* **Task**
Rewrite the listing, starting at the line containing "For every instance of the wooden" and ending at the end of the listing, with every line reproduced and the requests left unchanged. Multiply each x and y coordinate in the answers by 0.4 and round to the nearest whole number, with halves rounded up.
───── Stored records ─────
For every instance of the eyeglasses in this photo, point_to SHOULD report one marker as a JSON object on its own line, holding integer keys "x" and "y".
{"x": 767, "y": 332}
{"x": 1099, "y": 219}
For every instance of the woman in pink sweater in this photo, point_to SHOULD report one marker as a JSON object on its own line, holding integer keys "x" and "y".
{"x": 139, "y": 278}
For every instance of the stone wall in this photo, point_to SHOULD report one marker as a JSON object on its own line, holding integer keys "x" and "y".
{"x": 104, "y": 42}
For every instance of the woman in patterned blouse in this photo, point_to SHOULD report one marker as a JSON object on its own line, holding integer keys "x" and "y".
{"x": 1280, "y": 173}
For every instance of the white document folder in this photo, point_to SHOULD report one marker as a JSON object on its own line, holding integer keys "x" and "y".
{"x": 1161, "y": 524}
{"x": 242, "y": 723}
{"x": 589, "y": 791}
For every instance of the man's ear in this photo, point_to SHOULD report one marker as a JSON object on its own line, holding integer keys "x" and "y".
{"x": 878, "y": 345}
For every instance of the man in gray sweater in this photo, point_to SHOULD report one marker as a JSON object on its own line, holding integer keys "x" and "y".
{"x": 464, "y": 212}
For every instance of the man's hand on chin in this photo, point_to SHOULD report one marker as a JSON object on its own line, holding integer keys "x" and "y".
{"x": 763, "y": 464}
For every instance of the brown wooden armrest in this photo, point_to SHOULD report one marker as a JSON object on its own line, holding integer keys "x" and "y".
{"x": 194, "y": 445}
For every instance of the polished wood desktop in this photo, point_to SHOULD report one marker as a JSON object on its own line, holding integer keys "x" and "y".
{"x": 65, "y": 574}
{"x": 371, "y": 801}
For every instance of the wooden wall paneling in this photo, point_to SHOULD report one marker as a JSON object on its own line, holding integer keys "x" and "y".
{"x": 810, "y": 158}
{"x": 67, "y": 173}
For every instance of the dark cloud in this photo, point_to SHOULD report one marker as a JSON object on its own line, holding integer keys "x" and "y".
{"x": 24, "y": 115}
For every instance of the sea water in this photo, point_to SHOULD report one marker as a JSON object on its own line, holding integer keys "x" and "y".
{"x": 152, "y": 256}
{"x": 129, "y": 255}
─────
* **Task answer**
For every instance of the wooden wall paneling in this photo, point_to SHOULD report one marker as a JSON object on its own line, holding integer keys "x" and "y".
{"x": 324, "y": 63}
{"x": 27, "y": 69}
For every instance of the dark cloud in this photo, point_to SHOULD report one marker as a JSON object on its own line, holding integer keys "x" and "y".
{"x": 10, "y": 46}
For every instance of the sea water in this photo, point_to SHOULD report one marker as a JSON object on its own line, holding integer keys "x" and "y".
{"x": 61, "y": 102}
{"x": 52, "y": 102}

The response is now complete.